* **WHAT THE TASK ASKS**:
Render the lines below as a JSON list of strings, one string per line and blank lines left out. Start with the line containing "If you could tag each instance of the green lawn" and go on through the last line, with both ends included.

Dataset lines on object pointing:
------------------------------------------------------------
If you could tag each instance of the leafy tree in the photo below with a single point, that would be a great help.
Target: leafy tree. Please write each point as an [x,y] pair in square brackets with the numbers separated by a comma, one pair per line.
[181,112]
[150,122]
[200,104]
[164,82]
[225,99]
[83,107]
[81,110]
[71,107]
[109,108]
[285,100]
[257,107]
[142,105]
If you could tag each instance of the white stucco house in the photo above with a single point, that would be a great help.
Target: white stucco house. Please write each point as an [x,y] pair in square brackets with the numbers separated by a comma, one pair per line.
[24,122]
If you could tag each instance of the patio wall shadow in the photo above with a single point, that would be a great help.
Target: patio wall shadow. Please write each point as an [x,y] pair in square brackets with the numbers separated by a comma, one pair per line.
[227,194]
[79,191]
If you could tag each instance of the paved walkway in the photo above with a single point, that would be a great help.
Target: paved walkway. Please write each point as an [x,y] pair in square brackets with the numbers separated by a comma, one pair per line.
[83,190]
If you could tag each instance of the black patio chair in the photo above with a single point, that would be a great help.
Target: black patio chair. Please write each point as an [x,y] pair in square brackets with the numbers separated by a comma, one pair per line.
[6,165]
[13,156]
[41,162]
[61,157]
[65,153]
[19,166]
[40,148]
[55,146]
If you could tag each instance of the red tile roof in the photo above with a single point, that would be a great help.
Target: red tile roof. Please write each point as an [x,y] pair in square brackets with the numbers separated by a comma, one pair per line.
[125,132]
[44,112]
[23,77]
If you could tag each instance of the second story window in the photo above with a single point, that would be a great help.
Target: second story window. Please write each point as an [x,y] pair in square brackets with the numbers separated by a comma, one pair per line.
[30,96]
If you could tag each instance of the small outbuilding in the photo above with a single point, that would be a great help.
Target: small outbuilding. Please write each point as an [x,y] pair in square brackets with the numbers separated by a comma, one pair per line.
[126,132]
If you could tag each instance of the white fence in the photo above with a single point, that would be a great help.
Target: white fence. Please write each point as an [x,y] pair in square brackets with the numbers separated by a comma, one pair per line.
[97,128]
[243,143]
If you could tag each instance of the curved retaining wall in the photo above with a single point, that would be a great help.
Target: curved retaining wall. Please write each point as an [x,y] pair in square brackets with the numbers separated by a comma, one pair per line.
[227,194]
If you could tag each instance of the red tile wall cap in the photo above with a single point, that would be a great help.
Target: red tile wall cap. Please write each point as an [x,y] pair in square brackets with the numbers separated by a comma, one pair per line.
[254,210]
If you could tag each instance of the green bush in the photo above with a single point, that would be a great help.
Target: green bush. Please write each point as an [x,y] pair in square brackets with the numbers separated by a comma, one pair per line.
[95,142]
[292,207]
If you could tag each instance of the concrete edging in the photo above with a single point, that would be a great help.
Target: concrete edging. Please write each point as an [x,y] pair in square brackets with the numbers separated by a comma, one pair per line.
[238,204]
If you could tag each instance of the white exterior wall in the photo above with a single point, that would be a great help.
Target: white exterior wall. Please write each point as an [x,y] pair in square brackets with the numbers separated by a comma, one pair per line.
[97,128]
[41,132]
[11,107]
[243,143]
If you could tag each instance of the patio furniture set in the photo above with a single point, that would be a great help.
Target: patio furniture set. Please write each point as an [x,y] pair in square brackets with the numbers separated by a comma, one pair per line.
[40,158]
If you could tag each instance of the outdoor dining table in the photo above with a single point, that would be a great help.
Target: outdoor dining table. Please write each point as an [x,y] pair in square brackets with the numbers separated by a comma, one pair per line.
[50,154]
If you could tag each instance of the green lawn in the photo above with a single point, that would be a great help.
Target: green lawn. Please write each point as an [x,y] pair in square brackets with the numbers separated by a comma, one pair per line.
------------------------------------------------------------
* **EXERCISE SOLUTION**:
[
  "If you could tag each instance of the green lawn in the photo above with a single point, that would be a great help.",
  "Target: green lawn. Please write each point as an [x,y] pair in square brackets with the numbers separated by a comma, one pair per line."
]